◆ TASK TO CARRY OUT: Nothing but the lines from the line with "Where can you see the white collar" through the end of the data is to be copied, and each is to be copied exactly.

◆ MATERIAL SUPPLIED:
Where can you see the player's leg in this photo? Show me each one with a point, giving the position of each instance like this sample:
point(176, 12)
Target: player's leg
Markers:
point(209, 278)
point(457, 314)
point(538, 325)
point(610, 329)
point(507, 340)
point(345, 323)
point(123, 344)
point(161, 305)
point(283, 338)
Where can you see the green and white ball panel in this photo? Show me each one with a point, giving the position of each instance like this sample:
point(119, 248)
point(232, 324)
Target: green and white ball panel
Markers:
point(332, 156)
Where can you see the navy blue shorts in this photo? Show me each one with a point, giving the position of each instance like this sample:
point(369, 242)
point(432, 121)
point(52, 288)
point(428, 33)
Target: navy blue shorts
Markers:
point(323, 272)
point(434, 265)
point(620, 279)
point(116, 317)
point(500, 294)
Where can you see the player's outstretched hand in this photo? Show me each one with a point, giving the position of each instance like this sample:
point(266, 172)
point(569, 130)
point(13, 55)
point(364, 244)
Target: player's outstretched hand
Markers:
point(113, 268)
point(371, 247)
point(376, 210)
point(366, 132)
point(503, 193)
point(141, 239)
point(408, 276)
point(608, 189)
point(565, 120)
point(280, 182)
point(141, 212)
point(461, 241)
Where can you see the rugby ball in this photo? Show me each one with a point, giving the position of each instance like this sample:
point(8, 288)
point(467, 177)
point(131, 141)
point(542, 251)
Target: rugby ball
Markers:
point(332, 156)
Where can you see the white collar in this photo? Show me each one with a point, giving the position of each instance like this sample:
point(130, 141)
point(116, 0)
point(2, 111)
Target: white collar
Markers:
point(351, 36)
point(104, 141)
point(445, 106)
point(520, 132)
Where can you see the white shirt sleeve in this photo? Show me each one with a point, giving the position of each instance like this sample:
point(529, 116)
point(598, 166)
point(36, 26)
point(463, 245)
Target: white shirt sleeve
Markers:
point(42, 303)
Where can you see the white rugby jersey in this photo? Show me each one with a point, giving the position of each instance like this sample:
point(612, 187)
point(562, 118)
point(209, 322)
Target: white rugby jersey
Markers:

◆ ANSWER TO THIS TASK:
Where can you see the white collar in this photo? Show me each one with a point, giving the position of each instance like this sample:
point(130, 141)
point(116, 0)
point(2, 111)
Target: white collar
Markers:
point(351, 36)
point(104, 141)
point(445, 106)
point(520, 132)
Where can you see the white shirt sleeve in this photo? Show me each one with a point, giving the position of each instance like this sample:
point(529, 116)
point(598, 166)
point(36, 26)
point(463, 245)
Target: white shirt sleeve
Markers:
point(42, 303)
Where can you see the white rugby jersey in this photo? Show me each one with a point, giving the position of each instance like this sample:
point(612, 187)
point(562, 118)
point(209, 322)
Target: white rugby jersey
Markers:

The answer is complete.